> **Text passage**:
▼

Skeptic but Jewish: Simplicity of SO(3)

I wanted to make a post about the simplicity of $\text{SO}(3)$, the group of orthogonal linear operators on $\mathbb{R}^3$. The proof is really beautiful, part of the beauty is how it is both topological and algebraic at the same time. The proof also mentions a lot of important mathematical ideas that are important in their own right. Ironically the proof that $\text{SO}(3)$ is simple is not simple.

This post will mostly be self-contained. But I cannot explain everything, otherwise it will be too long. So I will assume that the reader is familiar with the following mathematical concepts: group theory, linear algebra, quaternions, and point-set topology.

Group theory, linear algebra and point-set topology are standard mathematical subjects that math students should already be familiar with so I will not say anything about them. Quaternions are something that some math students probably never studied before. So I will mention a few basic facts about the quaternions. I will not prove anything. If you have any questions or want references please ask in the comment sections and I will hopefully expound on it.

▲

> **Request 1**:
Translate this sentence from the post on SO(3) into Spanish: "This post will mostly be self-contained."
The post on SO(3) and the records are unrelated to each other.

> **Records for this exercise**:
▼

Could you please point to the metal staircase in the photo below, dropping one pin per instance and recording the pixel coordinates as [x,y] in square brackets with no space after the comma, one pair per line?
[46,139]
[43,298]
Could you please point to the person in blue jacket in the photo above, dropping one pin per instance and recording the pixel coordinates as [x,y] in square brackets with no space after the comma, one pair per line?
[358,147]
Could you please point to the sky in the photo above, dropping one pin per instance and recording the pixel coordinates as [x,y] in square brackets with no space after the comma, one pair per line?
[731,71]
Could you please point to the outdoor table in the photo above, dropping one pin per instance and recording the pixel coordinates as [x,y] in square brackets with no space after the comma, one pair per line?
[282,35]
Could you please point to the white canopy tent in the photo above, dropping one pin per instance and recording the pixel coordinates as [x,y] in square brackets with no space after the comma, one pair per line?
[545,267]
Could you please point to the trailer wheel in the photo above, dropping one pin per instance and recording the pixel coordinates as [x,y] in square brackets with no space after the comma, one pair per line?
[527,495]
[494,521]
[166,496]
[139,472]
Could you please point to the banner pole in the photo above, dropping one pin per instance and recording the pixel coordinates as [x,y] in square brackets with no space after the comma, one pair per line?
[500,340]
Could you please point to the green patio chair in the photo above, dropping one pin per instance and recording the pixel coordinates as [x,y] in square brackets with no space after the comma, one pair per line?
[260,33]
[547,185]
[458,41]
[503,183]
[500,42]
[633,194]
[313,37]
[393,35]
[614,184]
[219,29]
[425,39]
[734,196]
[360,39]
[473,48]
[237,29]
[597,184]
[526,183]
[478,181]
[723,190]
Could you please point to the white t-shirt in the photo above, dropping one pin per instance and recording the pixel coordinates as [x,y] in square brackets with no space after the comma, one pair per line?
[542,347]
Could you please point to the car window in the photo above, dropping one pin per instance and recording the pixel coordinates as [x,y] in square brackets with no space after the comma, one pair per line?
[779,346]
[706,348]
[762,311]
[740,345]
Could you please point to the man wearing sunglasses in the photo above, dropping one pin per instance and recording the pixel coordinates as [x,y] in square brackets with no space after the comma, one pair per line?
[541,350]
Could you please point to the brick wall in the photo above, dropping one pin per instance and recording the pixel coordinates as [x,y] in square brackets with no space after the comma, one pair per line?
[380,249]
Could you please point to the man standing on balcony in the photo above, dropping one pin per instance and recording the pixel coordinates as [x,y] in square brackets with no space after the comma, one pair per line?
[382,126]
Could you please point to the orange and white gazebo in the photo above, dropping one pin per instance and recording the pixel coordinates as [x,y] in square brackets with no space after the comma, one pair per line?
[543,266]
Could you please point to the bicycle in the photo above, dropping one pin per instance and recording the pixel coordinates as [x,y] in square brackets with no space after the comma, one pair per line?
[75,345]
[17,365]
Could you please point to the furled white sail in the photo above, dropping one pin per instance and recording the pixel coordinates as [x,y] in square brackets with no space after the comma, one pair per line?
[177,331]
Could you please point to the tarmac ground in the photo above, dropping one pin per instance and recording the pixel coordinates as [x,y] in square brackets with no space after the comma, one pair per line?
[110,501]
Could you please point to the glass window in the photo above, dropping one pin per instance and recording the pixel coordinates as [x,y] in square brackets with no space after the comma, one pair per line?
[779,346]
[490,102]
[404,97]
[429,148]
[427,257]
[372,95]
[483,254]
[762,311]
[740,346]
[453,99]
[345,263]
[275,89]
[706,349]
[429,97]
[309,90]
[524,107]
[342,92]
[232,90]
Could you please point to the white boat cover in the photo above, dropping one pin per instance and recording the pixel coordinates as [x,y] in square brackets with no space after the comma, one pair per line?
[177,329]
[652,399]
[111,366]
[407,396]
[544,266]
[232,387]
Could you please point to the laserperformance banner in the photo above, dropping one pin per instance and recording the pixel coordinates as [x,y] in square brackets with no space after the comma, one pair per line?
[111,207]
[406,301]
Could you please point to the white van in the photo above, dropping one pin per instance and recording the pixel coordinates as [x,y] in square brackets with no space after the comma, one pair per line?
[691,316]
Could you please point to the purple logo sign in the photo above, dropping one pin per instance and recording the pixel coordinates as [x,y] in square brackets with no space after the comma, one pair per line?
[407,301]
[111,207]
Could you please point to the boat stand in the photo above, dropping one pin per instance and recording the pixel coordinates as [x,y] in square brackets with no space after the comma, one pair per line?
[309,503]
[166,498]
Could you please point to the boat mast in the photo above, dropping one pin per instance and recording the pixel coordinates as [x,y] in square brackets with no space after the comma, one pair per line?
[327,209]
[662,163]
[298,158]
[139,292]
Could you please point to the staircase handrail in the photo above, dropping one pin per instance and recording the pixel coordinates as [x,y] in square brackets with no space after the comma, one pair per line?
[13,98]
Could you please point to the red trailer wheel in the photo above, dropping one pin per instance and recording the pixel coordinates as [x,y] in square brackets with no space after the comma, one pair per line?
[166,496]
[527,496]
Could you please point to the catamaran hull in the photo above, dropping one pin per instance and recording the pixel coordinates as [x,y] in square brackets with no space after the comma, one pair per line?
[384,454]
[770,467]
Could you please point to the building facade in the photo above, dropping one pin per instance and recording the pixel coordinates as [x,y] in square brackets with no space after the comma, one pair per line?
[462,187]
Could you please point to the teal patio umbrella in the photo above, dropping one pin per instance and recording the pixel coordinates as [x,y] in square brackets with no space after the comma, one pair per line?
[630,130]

▲

> **Request 2**:
Show each line of the records that contains the string "staircase", treating uppercase and lowercase as different.

> **Exercise answer 1**:
Esta publicación será mayormente autocontenida.

> **Exercise answer 2**:
Could you please point to the metal staircase in the photo below, dropping one pin per instance and recording the pixel coordinates as [x,y] in square brackets with no space after the comma, one pair per line?
Could you please point to the staircase handrail in the photo above, dropping one pin per instance and recording the pixel coordinates as [x,y] in square brackets with no space after the comma, one pair per line?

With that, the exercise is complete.